Copy the records below verbatim, from the first line through the line containing "Target: conifer forest", inclusive, and output nothing else.

──────────────────────────────

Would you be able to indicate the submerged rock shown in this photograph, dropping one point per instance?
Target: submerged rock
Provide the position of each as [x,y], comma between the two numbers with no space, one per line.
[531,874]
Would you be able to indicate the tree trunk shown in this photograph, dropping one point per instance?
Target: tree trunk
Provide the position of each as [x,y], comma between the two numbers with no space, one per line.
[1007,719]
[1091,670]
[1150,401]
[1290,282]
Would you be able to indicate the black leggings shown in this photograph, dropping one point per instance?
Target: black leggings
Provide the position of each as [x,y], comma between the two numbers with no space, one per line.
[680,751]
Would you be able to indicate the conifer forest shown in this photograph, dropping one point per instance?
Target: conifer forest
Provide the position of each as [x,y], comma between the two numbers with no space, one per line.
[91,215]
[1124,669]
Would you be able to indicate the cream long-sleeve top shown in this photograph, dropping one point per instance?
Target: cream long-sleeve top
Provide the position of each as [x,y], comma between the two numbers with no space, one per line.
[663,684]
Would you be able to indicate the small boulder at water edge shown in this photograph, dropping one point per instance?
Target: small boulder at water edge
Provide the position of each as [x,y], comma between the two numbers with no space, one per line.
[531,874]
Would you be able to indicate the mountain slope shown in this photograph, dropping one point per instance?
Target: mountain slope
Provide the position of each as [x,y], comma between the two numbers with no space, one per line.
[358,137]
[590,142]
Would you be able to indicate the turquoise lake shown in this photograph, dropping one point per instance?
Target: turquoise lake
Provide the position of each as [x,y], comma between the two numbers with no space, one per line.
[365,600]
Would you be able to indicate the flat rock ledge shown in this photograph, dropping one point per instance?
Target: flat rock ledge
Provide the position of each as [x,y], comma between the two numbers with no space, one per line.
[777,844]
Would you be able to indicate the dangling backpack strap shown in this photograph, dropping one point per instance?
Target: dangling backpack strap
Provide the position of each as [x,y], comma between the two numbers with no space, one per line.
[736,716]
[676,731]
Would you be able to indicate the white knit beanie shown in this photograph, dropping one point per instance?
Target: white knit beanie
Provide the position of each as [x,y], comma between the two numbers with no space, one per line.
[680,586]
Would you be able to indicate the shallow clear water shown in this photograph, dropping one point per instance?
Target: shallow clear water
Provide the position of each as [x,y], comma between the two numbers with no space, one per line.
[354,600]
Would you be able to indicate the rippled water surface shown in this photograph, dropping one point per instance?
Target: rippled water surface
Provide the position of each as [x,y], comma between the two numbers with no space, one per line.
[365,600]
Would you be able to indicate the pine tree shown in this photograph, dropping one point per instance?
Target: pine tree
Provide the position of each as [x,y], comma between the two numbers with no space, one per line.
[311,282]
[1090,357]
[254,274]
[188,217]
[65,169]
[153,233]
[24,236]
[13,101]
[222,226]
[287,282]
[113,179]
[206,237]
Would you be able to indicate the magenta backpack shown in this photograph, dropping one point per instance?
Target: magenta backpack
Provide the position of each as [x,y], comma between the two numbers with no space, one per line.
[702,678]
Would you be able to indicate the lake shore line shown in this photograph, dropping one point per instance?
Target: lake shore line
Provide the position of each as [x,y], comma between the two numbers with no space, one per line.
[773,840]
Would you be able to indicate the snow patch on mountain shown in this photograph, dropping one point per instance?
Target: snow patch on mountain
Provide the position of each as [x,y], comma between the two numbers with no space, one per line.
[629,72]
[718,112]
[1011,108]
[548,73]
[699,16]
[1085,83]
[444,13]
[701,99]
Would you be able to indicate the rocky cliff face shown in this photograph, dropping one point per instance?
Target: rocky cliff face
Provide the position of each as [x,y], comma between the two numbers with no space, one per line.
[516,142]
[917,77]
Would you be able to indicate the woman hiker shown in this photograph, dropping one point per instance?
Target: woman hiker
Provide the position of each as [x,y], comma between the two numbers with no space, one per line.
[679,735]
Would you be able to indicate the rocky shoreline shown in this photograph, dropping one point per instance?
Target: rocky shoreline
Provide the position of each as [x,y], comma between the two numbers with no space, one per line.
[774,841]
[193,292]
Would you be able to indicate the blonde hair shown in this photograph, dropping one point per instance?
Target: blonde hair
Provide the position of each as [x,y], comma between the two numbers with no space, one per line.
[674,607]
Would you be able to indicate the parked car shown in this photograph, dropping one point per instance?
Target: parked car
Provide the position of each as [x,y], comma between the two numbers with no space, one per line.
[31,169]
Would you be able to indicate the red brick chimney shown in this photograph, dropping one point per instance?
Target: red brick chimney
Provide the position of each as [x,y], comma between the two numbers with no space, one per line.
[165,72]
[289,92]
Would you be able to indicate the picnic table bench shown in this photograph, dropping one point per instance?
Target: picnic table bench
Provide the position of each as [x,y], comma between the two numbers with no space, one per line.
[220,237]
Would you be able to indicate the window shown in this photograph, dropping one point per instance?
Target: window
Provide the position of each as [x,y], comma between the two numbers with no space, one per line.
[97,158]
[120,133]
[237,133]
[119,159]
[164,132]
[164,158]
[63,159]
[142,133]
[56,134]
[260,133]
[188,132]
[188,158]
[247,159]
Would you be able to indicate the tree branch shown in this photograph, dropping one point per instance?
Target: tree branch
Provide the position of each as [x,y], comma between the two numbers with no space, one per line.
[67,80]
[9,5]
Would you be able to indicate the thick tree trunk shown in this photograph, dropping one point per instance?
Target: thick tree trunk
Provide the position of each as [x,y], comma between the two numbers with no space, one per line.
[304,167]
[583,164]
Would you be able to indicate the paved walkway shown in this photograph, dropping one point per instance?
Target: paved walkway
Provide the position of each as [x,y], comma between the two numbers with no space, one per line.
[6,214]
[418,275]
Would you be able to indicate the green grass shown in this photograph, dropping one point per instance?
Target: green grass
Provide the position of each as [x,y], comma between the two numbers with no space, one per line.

──────────────────────────────

- Completed task
Would you be able to indicate the submerged rock shown in this photograph, dropping one point per instance?
Target: submerged rock
Provide the position of each as [x,y], comma between the two numbers with no space, one per line.
[531,874]
Would you be able to indicate the tree trunk shown in this photograph, dropping one point per instance?
Target: tree trunk
Provide the position of each as [x,y], comma between the two numbers with no space, one per line.
[1007,719]
[1091,670]
[1150,401]
[1290,282]
Would you be able to indicate the black leggings shown in this photograph, dropping one point per instance?
Target: black leggings
Provide the position of each as [x,y], comma between the two numbers with no space, one per line.
[680,751]
Would you be able to indicate the conifer forest shown in this photograph, dropping one point per instance?
Target: conifer forest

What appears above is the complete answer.